• **TO BE DONE**
Reproduce the rows below word for word, leaving out the pictures.

• **DATA ENTRIES**
***

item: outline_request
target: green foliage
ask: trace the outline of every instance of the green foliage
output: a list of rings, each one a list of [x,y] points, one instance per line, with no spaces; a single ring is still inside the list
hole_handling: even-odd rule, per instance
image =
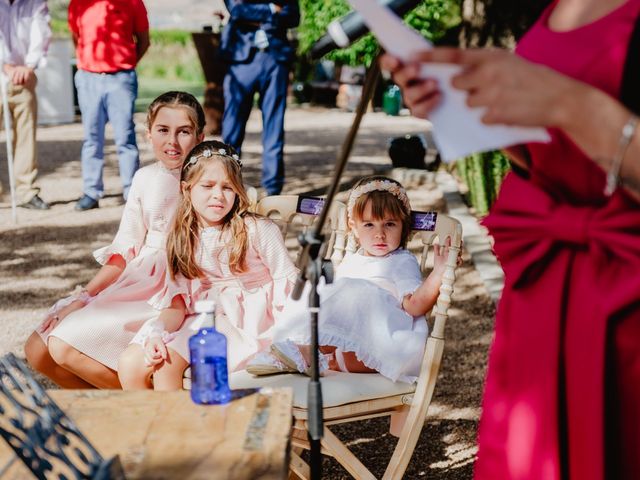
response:
[[[201,82],[204,85],[204,73],[190,32],[151,30],[149,36],[151,47],[136,68],[141,78]]]
[[[186,47],[191,45],[191,32],[185,30],[151,30],[149,38],[152,45],[181,45]]]
[[[461,22],[458,0],[423,0],[405,16],[405,21],[431,41],[442,38],[447,30]],[[302,19],[298,27],[298,52],[305,55],[327,31],[331,21],[349,12],[345,0],[300,0]],[[327,59],[344,65],[370,65],[378,51],[378,42],[368,34],[349,48],[335,50]]]
[[[469,188],[469,203],[478,215],[486,215],[510,169],[507,157],[498,150],[477,153],[458,160],[456,169],[461,180]]]

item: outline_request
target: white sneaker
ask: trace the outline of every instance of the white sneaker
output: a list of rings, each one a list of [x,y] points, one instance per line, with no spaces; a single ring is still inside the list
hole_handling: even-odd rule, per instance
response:
[[[251,375],[275,375],[278,373],[297,373],[298,370],[289,368],[269,352],[258,352],[247,362],[247,372]]]
[[[271,345],[271,353],[290,369],[311,376],[311,366],[307,365],[300,348],[291,340],[273,343]],[[329,362],[322,353],[319,356],[319,360],[320,375],[322,375],[329,369]]]

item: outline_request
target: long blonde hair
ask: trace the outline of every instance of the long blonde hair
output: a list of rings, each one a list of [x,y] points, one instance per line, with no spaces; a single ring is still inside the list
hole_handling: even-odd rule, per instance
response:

***

• **RIGHT ANSWER**
item: outline_request
target: green foliage
ask: trace the outline of every instance of the green foliage
output: a list of rings, each one a list of [x,y] points, one instance per line, with no spaces; a single ring is still inside the list
hole_handling: even-odd rule, per instance
image =
response:
[[[201,82],[204,85],[204,73],[190,32],[151,30],[149,36],[151,47],[136,68],[141,78]]]
[[[186,47],[191,45],[191,32],[185,30],[151,30],[149,38],[152,45],[181,45]]]
[[[461,22],[458,0],[423,0],[405,16],[405,21],[431,41],[442,38],[447,30]],[[302,19],[298,27],[298,52],[305,55],[327,31],[331,21],[349,12],[345,0],[300,0]],[[327,59],[344,65],[370,65],[378,51],[378,42],[368,34],[349,48],[335,50]]]
[[[469,188],[469,203],[478,215],[486,215],[510,169],[507,157],[498,150],[477,153],[458,160],[456,169],[461,180]]]

item: outline_request
target: white sneaker
ask: trace the outline of every instance of the white sneaker
output: a list of rings, each one a list of [x,y] points, one instance per line, with no spaces; a single ring is still inside the list
hole_handling: even-odd rule, per instance
response:
[[[251,375],[275,375],[278,373],[297,373],[298,370],[289,368],[269,352],[258,352],[247,362],[247,372]]]
[[[271,345],[271,353],[290,369],[311,376],[311,366],[307,365],[300,348],[291,340],[273,343]],[[329,362],[322,353],[319,356],[319,360],[320,375],[322,375],[329,369]]]

item: outline_request
target: long blonde hair
ask: trace the outline of every instance of the long blonde hair
output: a list of rings, each one a list of [x,y] points, one instance per line, with no spaces; a single ring is still inside the list
hole_handling: even-odd rule, per instance
response:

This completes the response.